> **Document passage**:
%%

I’ve been grocery shopping at the Alhambra Ralphs countless times when I’ve visited my wife’s family in the San Gabriel Valley. (As a sign of the times, this Ralphs has officially closed and construction has begun on another 99 Ranch Market in the Valley.) Across the street is Dog Haus, which I’d never patronized. Maybe it was because its name and appearance reminded me a lot of Der Wienerschnitzel, a fast-food hot dog chain that’s been in Southern California for ages. But, my wife took our grandkids to Dog Haus last year and declared their food “not bad,” a review I wasn’t expecting based on my preconceptions.
Last night, she and I decided to get a quick bite before Melissa McCarthy’s “Spy” at the Edwards (fun and definitely for McCarthy fans. The fight scene with a female would-be assassin was hilarious for not only what she does with a frying pan but is a parody of all movie swordfights though no swords are used). Dog Haus was close by.

%%

> **Data excerpts**:
%%

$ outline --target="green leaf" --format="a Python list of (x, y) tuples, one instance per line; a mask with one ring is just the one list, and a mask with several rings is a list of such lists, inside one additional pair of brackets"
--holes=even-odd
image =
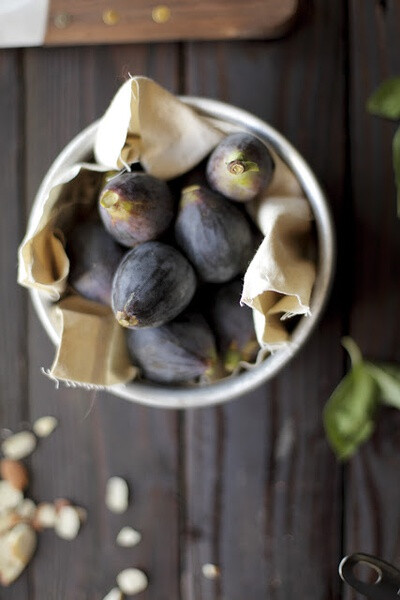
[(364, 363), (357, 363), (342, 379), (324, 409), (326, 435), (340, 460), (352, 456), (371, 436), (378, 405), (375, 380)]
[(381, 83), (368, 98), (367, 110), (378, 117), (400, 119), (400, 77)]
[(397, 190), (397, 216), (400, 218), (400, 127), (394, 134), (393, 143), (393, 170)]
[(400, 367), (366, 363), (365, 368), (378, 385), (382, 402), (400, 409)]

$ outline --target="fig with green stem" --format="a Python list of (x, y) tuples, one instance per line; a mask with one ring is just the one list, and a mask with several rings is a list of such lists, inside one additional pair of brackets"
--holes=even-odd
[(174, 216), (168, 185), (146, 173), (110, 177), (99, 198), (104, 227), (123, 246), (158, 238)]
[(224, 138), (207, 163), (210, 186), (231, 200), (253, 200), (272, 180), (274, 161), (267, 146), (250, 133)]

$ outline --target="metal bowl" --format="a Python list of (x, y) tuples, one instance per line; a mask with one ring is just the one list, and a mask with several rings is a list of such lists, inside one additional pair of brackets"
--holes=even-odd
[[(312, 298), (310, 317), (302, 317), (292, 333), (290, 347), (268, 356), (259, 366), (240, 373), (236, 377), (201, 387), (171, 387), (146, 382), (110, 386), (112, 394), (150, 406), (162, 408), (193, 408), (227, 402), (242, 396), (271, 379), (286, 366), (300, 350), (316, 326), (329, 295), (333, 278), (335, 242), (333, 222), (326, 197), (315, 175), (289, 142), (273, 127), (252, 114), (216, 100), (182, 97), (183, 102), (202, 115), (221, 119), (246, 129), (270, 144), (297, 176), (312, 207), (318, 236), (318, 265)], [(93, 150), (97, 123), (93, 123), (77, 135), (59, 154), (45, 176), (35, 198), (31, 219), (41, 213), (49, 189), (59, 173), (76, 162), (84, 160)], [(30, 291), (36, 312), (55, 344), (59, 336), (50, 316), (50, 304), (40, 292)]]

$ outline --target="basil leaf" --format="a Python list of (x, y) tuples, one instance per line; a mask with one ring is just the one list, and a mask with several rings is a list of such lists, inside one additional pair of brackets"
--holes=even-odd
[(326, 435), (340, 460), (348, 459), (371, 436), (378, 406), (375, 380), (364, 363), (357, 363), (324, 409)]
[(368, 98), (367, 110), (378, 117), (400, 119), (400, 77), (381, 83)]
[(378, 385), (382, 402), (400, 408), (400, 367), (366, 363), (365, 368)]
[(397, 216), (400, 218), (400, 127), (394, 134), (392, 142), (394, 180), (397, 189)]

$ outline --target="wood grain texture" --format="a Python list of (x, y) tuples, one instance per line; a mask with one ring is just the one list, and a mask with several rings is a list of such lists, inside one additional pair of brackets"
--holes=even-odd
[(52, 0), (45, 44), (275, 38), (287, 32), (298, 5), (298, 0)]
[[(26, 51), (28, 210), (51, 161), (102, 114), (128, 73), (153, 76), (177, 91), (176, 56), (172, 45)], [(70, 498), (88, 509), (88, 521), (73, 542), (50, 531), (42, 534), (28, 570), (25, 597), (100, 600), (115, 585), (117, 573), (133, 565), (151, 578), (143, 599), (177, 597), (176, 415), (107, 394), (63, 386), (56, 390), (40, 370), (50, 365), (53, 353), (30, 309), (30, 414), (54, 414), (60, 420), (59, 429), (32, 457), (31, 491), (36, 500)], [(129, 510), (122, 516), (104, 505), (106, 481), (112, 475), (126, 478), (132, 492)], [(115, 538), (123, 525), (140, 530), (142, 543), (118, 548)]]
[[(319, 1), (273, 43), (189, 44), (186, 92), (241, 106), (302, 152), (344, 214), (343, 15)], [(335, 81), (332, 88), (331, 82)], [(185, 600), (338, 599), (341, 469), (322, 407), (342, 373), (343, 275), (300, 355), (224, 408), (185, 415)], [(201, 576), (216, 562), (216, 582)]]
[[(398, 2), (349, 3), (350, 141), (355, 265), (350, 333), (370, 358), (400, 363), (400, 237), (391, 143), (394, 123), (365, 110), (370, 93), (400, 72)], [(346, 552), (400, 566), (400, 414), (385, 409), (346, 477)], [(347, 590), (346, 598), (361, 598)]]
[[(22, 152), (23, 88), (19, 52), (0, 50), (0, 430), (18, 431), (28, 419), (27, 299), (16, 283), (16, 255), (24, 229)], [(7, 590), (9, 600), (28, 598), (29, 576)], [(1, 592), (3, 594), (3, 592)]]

%%

> **Challenges**:
[a] From the Dog Haus post, extract the stretch from "I’ve been grocery" through "on my preconceptions.".
[b] Name every business the Dog Haus post mentions.
[c] Carry on the Dog Haus post from its last sentence.

> **Answers to each task**:
[a]
I’ve been grocery shopping at the Alhambra Ralphs countless times when I’ve visited my wife’s family in the San Gabriel Valley. (As a sign of the times, this Ralphs has officially closed and construction has begun on another 99 Ranch Market in the Valley.) Across the street is Dog Haus, which I’d never patronized. Maybe it was because its name and appearance reminded me a lot of Der Wienerschnitzel, a fast-food hot dog chain that’s been in Southern California for ages. But, my wife took our grandkids to Dog Haus last year and declared their food “not bad,” a review I wasn’t expecting based on my preconceptions.

[b]
- Ralphs (the Alhambra Ralphs)
- 99 Ranch Market
- Dog Haus
- Der Wienerschnitzel
- the Edwards

[c]
Inside were customers of all demographics: whole families, teen friends, couples, seniors, and (this being SGV) a good ethnic cross section. This is no typical fast-food restaurant interior. The dominant colors are black and red, the dining space brightened by plenty of windows along the south and east walls. Wood planks line the floor. The walk-up counter looks more like a mini food market’s than a McDonald’s, with displays of beverages, desserts, even a row of cereal boxes (to attract the kids?). A sign announces the availability of Fosselman’s ice cream. Though taro, my favorite Fosselman’s flavor, is not offered, two that are sounded tempting: Oaxacan chocolate and horchata.
Free condiments are located at a bar—mustards, a red housemade relish made with peppers, ketchup, sliced jalapeños, minced onions, mayo, crushed red peppers, celery salt, Rooster sriracha, Tapatio and more, any of which can be ladled or squeezed on your sandwich or taken to the table in little plastic tubs.
Sixteen custom hot dogs appear on the menu above the counter, special combinations of all-beef skinless dogs or sausages, plus condiments. A popular choice is Sooo Cali, which puts together wild arugula, spicy basil aioli, crispy onions, avocado, and tomato. Capitalizing on the Korean flavor craze, Tae Kwan Dog combines bulgogi glaze, kimchi, fried egg, and korean chili powder. I had to smile at Bad Mutha Clucka, just for the name alone.
If you’re not into hot dogs, there is a good selection of burgers, using black angus ground beef. For example, Freiburger comes with white American cheese, haus slaw, and fried egg, with fries.
Personally, I favor uncomplicated dogs. The only condiments that mine will see are relish, mustard and onion. Luckily, you can customize your dog by ordering just the wiener with bun, as I did for Polish kielbasa.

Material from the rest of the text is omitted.